EXCERPT PROVIDED:
[Begin]

A rewarding drive into the striking Gold Coast hinterland with a worthy prize awaiting the traveller.
In the stunning Gold Coast hinterland, a former dairy farm has been beautifully reimagined into a contemporary country-luxe retreat.
10 December, 2021
It’s a picturesque drive winding up through bush and old growth forest, past old dairies and through historic villages
Behind the ‘Gold’ of one of Queensland’s best-loved holiday destinations is a surfeit of green. If you’re looking for a great drive, whether a day trip or overnighter, point the car west and swap the stop-start Pacific Motorway jams for roads less travelled – the salt-tanged air for a cool mountain breeze. The Gold Coast hinterland remains one of the region’s greatest secrets – a place locals head to to get away from the busy-ness of their tourist hotspot home – to hike the trails, enjoy the milder climate and admire the view of their coastal city from afar.
The traditional lands of the Yugambeh people, the region became a centre for logging in the late 1880s, but the ancient trees that managed to escape the loggers’ axe are now protected in national parks, including the 20, 000-hectare Lamington National Park.
It’s a picturesque drive winding up through bush and old growth forest, past old dairies and through historic villages to reach the verdant Lamington plateau.

[End]

SET PROBLEM A:
Show every line of the rows that contains the string "woman", matching case exactly.
The Gold Coast hinterland article and the rows that follow it come from unrelated sources.

DATA LINES:
[Begin]

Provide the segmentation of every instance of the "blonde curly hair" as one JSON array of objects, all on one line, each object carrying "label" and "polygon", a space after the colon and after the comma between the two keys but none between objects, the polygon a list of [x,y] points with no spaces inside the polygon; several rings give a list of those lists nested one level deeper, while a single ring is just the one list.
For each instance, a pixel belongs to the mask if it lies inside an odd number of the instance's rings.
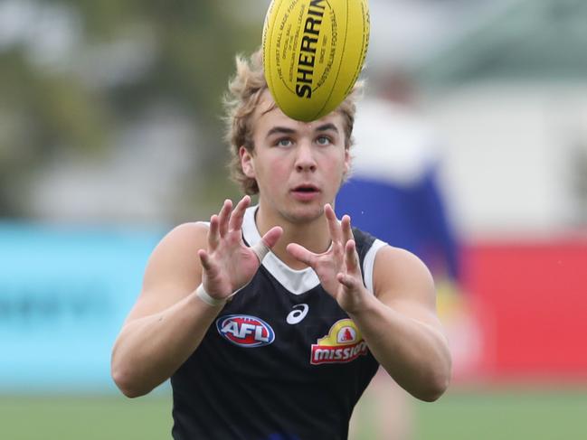
[{"label": "blonde curly hair", "polygon": [[[345,147],[347,149],[353,144],[352,133],[356,110],[355,101],[362,87],[362,82],[357,81],[348,97],[335,110],[340,113],[344,118]],[[242,171],[239,150],[241,146],[244,146],[251,154],[254,154],[252,116],[260,101],[261,95],[268,89],[263,71],[261,50],[256,51],[249,59],[242,55],[237,55],[236,73],[230,80],[228,92],[224,96],[224,122],[226,125],[224,137],[230,145],[229,171],[231,178],[248,195],[257,194],[259,186],[255,179],[247,177]]]}]

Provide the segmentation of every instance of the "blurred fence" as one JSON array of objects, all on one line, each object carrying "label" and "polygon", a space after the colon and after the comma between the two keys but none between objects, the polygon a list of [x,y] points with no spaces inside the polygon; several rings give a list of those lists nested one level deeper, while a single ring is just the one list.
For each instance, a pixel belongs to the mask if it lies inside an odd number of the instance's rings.
[{"label": "blurred fence", "polygon": [[114,389],[112,343],[161,236],[0,223],[0,392]]}]

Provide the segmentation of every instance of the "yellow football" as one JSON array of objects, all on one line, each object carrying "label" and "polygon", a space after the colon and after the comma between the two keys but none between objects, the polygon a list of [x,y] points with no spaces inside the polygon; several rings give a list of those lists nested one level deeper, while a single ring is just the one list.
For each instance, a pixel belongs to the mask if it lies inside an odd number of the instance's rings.
[{"label": "yellow football", "polygon": [[293,119],[319,119],[346,98],[363,69],[367,0],[272,0],[262,43],[277,105]]}]

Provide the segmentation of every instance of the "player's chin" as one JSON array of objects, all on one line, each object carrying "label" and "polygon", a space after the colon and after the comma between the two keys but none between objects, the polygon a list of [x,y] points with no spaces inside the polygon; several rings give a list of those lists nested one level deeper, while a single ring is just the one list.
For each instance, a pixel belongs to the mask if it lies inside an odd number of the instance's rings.
[{"label": "player's chin", "polygon": [[324,214],[324,203],[314,202],[294,202],[289,206],[288,217],[290,221],[305,223],[313,221]]}]

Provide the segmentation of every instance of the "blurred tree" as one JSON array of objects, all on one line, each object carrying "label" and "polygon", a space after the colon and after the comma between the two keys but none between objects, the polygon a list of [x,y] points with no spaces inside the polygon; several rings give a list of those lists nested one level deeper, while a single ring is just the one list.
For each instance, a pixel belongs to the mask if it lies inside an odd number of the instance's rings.
[{"label": "blurred tree", "polygon": [[[198,175],[225,181],[222,96],[235,53],[260,43],[264,5],[249,21],[238,0],[0,0],[0,14],[9,6],[20,7],[24,30],[0,40],[0,215],[26,214],[18,194],[28,174],[63,155],[99,157],[157,102],[199,127],[209,147]],[[43,44],[53,33],[31,28],[59,16],[69,22],[53,20],[53,27],[69,23],[75,41],[55,62]],[[217,184],[202,182],[192,188],[196,196]]]}]

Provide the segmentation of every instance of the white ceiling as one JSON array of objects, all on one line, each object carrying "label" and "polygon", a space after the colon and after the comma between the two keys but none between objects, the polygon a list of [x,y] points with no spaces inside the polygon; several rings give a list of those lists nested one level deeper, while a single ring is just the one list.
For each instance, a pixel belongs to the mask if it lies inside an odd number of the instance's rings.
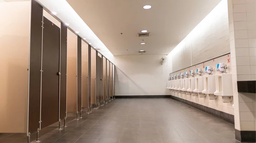
[{"label": "white ceiling", "polygon": [[[67,1],[113,54],[121,55],[140,50],[168,54],[221,0]],[[138,37],[144,29],[151,36]]]}]

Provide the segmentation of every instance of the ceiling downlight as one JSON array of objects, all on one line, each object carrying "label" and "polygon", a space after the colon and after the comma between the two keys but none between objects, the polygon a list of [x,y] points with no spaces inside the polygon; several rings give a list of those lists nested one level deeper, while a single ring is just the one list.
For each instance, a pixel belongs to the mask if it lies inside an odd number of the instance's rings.
[{"label": "ceiling downlight", "polygon": [[150,36],[150,33],[138,33],[138,36],[140,37],[148,37]]}]

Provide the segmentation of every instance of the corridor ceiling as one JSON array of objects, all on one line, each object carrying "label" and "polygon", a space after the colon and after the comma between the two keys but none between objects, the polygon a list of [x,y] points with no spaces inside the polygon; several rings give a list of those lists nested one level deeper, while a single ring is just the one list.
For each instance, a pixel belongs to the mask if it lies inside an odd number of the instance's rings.
[{"label": "corridor ceiling", "polygon": [[[140,54],[140,50],[168,54],[221,0],[67,1],[116,56]],[[146,5],[152,8],[143,9]],[[150,36],[138,37],[143,30]],[[145,44],[140,44],[143,39]]]}]

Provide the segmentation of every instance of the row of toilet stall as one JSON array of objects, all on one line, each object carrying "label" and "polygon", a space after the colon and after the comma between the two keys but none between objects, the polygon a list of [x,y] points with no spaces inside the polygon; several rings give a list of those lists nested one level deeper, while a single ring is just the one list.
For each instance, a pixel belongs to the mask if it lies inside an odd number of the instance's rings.
[{"label": "row of toilet stall", "polygon": [[226,73],[227,68],[227,64],[221,63],[217,64],[218,73],[215,75],[213,75],[213,69],[210,66],[206,67],[204,71],[198,68],[196,71],[191,70],[172,75],[170,73],[166,89],[173,95],[180,93],[204,98],[208,95],[210,100],[220,96],[223,102],[231,102],[232,76],[232,74]]},{"label": "row of toilet stall", "polygon": [[37,0],[0,3],[0,135],[61,127],[113,100],[103,51]]}]

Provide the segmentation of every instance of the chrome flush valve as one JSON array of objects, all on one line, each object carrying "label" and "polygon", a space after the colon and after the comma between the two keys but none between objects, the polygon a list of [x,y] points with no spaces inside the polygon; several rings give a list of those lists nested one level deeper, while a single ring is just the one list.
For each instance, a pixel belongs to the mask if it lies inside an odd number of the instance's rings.
[{"label": "chrome flush valve", "polygon": [[184,73],[180,73],[180,78],[181,78],[182,79],[183,79],[184,78]]}]

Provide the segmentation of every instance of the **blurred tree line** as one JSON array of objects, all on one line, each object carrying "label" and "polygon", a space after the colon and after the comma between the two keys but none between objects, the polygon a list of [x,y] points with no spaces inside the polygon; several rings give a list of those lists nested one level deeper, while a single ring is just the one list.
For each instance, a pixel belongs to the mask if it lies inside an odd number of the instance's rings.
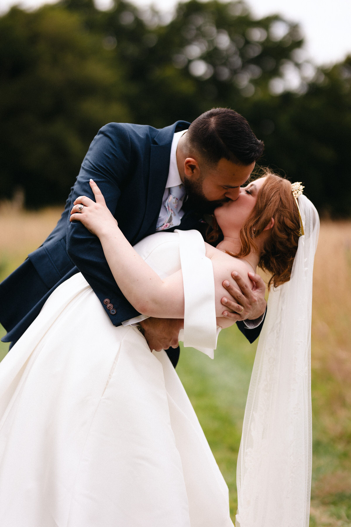
[{"label": "blurred tree line", "polygon": [[249,121],[262,165],[302,181],[320,212],[351,214],[351,56],[305,56],[297,25],[244,2],[179,4],[171,19],[115,0],[62,0],[0,17],[0,199],[62,203],[98,129],[157,128],[216,106]]}]

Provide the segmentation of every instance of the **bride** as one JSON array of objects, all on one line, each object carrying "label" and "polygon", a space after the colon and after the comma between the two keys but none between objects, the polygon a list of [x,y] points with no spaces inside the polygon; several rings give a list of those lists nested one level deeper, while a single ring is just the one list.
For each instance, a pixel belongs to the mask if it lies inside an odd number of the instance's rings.
[{"label": "bride", "polygon": [[[221,304],[228,270],[251,288],[257,265],[275,288],[290,278],[301,224],[286,180],[260,178],[216,209],[224,236],[217,249],[196,231],[157,233],[133,249],[91,185],[96,202],[78,198],[71,220],[99,237],[136,309],[184,316],[185,346],[213,357],[218,331],[232,322]],[[304,218],[314,214],[303,203]],[[166,354],[151,353],[135,326],[112,326],[79,273],[54,291],[0,365],[0,417],[2,527],[233,525],[227,486]],[[256,527],[245,523],[243,486],[237,523]]]}]

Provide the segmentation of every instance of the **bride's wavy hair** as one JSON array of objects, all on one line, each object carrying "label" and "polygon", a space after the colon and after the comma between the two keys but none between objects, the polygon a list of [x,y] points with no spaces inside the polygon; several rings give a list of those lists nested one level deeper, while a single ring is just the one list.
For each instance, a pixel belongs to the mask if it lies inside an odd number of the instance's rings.
[{"label": "bride's wavy hair", "polygon": [[[258,266],[269,273],[268,288],[290,279],[294,259],[300,237],[300,219],[290,181],[268,170],[262,174],[267,179],[260,189],[253,211],[240,231],[241,249],[236,258],[245,258],[258,249],[255,239],[274,219],[270,236],[265,241]],[[215,221],[216,223],[217,222]],[[215,241],[220,232],[218,224],[210,233],[208,241]],[[228,252],[228,251],[227,251]]]}]

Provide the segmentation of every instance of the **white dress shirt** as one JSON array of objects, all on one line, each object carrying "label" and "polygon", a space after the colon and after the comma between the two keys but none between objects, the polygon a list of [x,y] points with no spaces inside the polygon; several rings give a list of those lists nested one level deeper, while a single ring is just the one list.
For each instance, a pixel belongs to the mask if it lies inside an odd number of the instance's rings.
[{"label": "white dress shirt", "polygon": [[[176,187],[177,185],[183,184],[183,182],[180,179],[180,176],[179,175],[179,171],[178,170],[178,165],[177,164],[177,147],[178,146],[179,139],[182,135],[184,135],[186,132],[187,132],[187,130],[182,130],[180,132],[176,132],[173,135],[172,144],[171,147],[171,158],[169,159],[168,177],[167,179],[166,188],[165,189],[163,197],[162,198],[162,206],[158,215],[157,225],[163,225],[167,219],[168,211],[166,208],[166,203],[169,197],[169,189],[172,187]],[[183,218],[184,214],[184,211],[182,210],[183,201],[184,198],[183,198],[181,202],[179,202],[178,208],[178,216],[179,219]],[[174,224],[172,225],[172,227],[174,227]],[[223,309],[224,308],[224,306],[223,306]],[[247,328],[253,329],[254,328],[259,326],[261,322],[263,320],[264,316],[264,314],[263,315],[262,317],[260,317],[259,318],[257,318],[255,320],[244,320],[244,323]],[[123,326],[135,325],[142,320],[144,320],[145,318],[148,318],[148,317],[145,315],[138,315],[137,316],[134,317],[134,318],[129,318],[128,320],[125,320],[124,322],[122,322],[122,325]]]}]

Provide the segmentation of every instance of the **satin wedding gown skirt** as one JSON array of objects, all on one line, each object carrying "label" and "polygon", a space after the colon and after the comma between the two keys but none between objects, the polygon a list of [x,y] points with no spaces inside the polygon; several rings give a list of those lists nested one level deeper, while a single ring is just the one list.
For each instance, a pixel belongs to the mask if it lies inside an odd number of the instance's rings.
[{"label": "satin wedding gown skirt", "polygon": [[[208,274],[196,231],[136,248],[165,276],[180,268],[182,238],[183,253],[193,248],[185,268]],[[208,282],[198,293],[207,319],[200,313],[184,329],[192,344],[201,335],[199,347],[215,347]],[[151,353],[135,326],[113,326],[81,274],[0,364],[0,417],[1,527],[233,526],[227,485],[166,353]]]}]

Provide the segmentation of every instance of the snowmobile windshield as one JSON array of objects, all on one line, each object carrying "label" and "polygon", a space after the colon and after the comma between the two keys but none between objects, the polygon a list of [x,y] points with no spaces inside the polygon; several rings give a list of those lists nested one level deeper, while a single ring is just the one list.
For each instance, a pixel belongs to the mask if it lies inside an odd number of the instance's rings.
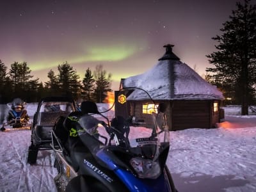
[{"label": "snowmobile windshield", "polygon": [[53,126],[58,116],[67,116],[74,111],[75,106],[70,102],[42,102],[37,115],[37,124]]},{"label": "snowmobile windshield", "polygon": [[[169,150],[166,116],[159,108],[163,104],[150,99],[129,101],[125,93],[116,95],[115,117],[111,120],[100,113],[80,118],[83,131],[79,134],[95,157],[106,161],[105,165],[109,159],[104,157],[110,156],[115,164],[132,170],[140,178],[157,178]],[[90,141],[84,131],[94,139]]]}]

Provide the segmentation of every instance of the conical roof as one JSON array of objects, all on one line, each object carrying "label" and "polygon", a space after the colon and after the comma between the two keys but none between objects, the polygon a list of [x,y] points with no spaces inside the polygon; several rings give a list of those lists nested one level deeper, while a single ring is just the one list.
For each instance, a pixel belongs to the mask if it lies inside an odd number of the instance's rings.
[{"label": "conical roof", "polygon": [[[222,93],[207,83],[187,64],[182,63],[167,45],[166,52],[148,71],[123,79],[123,87],[145,90],[155,100],[220,100]],[[169,46],[170,45],[170,46]],[[167,50],[169,49],[168,50]],[[148,96],[135,90],[128,100],[145,100]]]}]

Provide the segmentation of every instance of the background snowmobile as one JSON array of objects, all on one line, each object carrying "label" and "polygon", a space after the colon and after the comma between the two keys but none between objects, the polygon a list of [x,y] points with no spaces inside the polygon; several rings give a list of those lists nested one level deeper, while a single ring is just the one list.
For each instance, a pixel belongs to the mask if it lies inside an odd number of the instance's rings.
[{"label": "background snowmobile", "polygon": [[31,145],[28,148],[28,163],[36,161],[38,150],[51,150],[51,131],[56,119],[75,111],[75,102],[71,98],[45,97],[38,102],[31,126]]},{"label": "background snowmobile", "polygon": [[15,128],[15,130],[30,129],[31,122],[27,110],[25,109],[26,102],[23,102],[20,98],[16,98],[12,103],[8,103],[7,106],[10,108],[10,110],[9,110],[7,115],[6,122],[3,124],[1,131],[10,130],[10,129],[5,127],[8,125]]},{"label": "background snowmobile", "polygon": [[[119,95],[127,93],[123,90]],[[58,191],[177,191],[165,164],[169,152],[165,105],[158,104],[157,113],[140,118],[117,116],[110,123],[95,103],[88,103],[88,114],[77,120],[77,132],[68,132],[63,120],[52,131]],[[72,134],[77,134],[75,143]]]}]

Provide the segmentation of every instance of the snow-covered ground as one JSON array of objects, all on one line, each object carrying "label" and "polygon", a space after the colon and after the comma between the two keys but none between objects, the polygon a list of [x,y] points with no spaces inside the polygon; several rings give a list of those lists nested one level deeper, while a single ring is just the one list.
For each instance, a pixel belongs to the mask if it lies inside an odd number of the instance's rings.
[{"label": "snow-covered ground", "polygon": [[[36,106],[27,109],[32,116]],[[170,132],[167,164],[179,191],[256,191],[256,116],[225,109],[219,128]],[[56,191],[52,151],[40,151],[35,165],[26,163],[30,134],[0,132],[0,191]]]}]

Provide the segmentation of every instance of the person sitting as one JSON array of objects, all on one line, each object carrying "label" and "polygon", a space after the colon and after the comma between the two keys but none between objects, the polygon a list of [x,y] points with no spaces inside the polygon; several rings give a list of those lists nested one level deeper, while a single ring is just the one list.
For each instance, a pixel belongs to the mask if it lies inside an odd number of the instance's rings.
[{"label": "person sitting", "polygon": [[24,109],[24,103],[19,98],[13,100],[12,109],[8,111],[6,120],[10,125],[13,125],[16,123],[17,118],[20,118],[19,124],[21,124],[22,122],[29,120],[27,110]]}]

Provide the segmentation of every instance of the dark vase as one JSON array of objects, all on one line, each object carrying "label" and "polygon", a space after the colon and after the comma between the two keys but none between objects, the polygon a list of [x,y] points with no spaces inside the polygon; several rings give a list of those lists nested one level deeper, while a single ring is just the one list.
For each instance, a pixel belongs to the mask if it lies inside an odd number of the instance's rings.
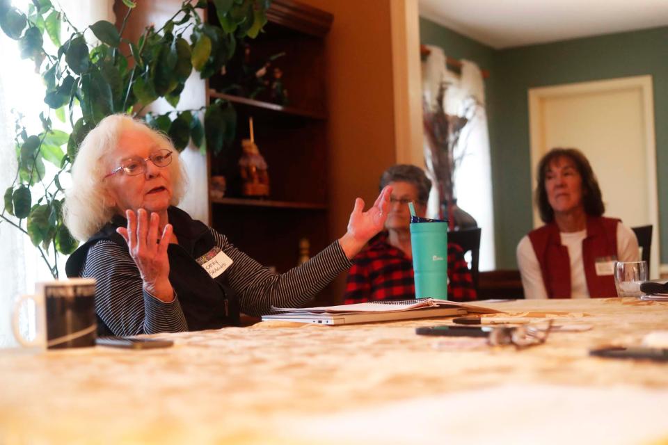
[{"label": "dark vase", "polygon": [[450,205],[448,205],[447,202],[445,201],[443,206],[444,213],[447,215],[450,230],[466,230],[478,227],[478,223],[473,217],[457,205],[456,199],[452,200],[452,204]]}]

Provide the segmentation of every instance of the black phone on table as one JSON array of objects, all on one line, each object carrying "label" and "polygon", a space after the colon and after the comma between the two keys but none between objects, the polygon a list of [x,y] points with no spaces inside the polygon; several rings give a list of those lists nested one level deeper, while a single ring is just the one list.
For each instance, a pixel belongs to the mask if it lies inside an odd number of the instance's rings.
[{"label": "black phone on table", "polygon": [[487,337],[491,330],[491,327],[484,326],[427,326],[416,327],[415,334],[446,337]]},{"label": "black phone on table", "polygon": [[589,351],[589,355],[613,359],[636,359],[668,362],[668,349],[659,348],[611,346],[610,348],[592,349]]},{"label": "black phone on table", "polygon": [[132,339],[125,337],[101,337],[95,340],[99,346],[111,348],[125,348],[127,349],[154,349],[156,348],[169,348],[174,344],[171,340],[159,339]]}]

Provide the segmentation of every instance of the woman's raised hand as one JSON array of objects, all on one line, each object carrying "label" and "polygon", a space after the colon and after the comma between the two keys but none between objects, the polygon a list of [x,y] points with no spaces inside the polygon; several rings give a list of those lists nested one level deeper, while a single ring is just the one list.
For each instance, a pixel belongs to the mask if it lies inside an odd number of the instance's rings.
[{"label": "woman's raised hand", "polygon": [[373,207],[367,211],[363,211],[364,200],[359,197],[355,200],[355,207],[348,221],[348,232],[339,239],[341,248],[349,259],[352,259],[369,240],[383,229],[388,218],[391,193],[392,186],[385,186]]},{"label": "woman's raised hand", "polygon": [[134,260],[144,289],[165,302],[174,299],[174,290],[169,282],[169,259],[167,248],[172,236],[172,225],[167,224],[158,239],[160,218],[157,213],[150,216],[143,209],[136,215],[132,210],[125,211],[127,227],[118,227],[116,232],[127,243],[130,256]]}]

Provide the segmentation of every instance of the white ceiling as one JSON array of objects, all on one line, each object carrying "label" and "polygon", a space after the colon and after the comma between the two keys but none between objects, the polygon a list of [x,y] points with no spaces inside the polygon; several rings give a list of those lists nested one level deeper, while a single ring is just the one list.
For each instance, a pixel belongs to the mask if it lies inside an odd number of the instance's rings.
[{"label": "white ceiling", "polygon": [[668,25],[668,0],[419,0],[420,16],[493,48]]}]

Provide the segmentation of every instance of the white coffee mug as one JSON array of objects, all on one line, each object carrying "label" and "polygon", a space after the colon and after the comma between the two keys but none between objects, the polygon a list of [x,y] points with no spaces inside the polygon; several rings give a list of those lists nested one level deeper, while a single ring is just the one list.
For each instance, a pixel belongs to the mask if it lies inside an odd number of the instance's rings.
[{"label": "white coffee mug", "polygon": [[[46,349],[94,346],[97,337],[95,280],[71,278],[38,283],[35,295],[21,296],[14,304],[14,337],[26,347]],[[19,329],[21,307],[35,302],[36,334],[29,340]]]}]

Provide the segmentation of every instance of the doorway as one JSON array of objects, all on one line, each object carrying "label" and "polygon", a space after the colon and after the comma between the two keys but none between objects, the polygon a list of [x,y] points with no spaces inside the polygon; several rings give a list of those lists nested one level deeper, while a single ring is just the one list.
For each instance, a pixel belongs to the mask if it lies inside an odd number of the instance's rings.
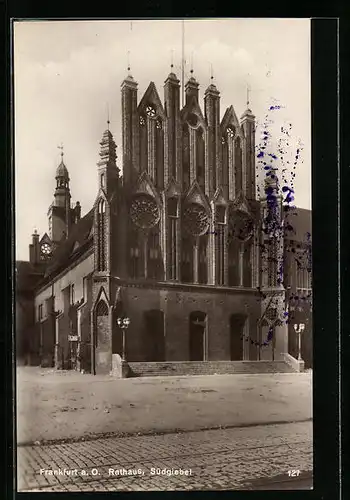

[End]

SET PROBLEM B:
According to the Gold Coast hinterland article, whose traditional lands is the region?

COMPLETE ANSWER A:
Provide the segmentation of every instance of the woman's raised hand as one JSON array of objects, all on one line, each object carrying "label" and "polygon", a space after the colon and after the comma between the two keys but none between objects, the polygon a list of [x,y] points with no spaces inside the polygon; several rings give a list of those lists nested one level deeper, while a single ring is just the one list.
[{"label": "woman's raised hand", "polygon": [[373,207],[367,211],[363,211],[364,200],[359,197],[355,200],[355,207],[348,221],[348,232],[339,239],[341,248],[349,259],[352,259],[369,240],[383,229],[388,218],[391,193],[392,186],[385,186]]},{"label": "woman's raised hand", "polygon": [[134,260],[144,289],[165,302],[174,299],[174,290],[169,282],[169,259],[167,248],[172,236],[172,225],[167,224],[158,239],[160,218],[157,213],[150,216],[143,209],[136,215],[132,210],[125,211],[127,227],[118,227],[116,232],[127,243],[130,256]]}]

COMPLETE ANSWER B:
The Yugambeh people.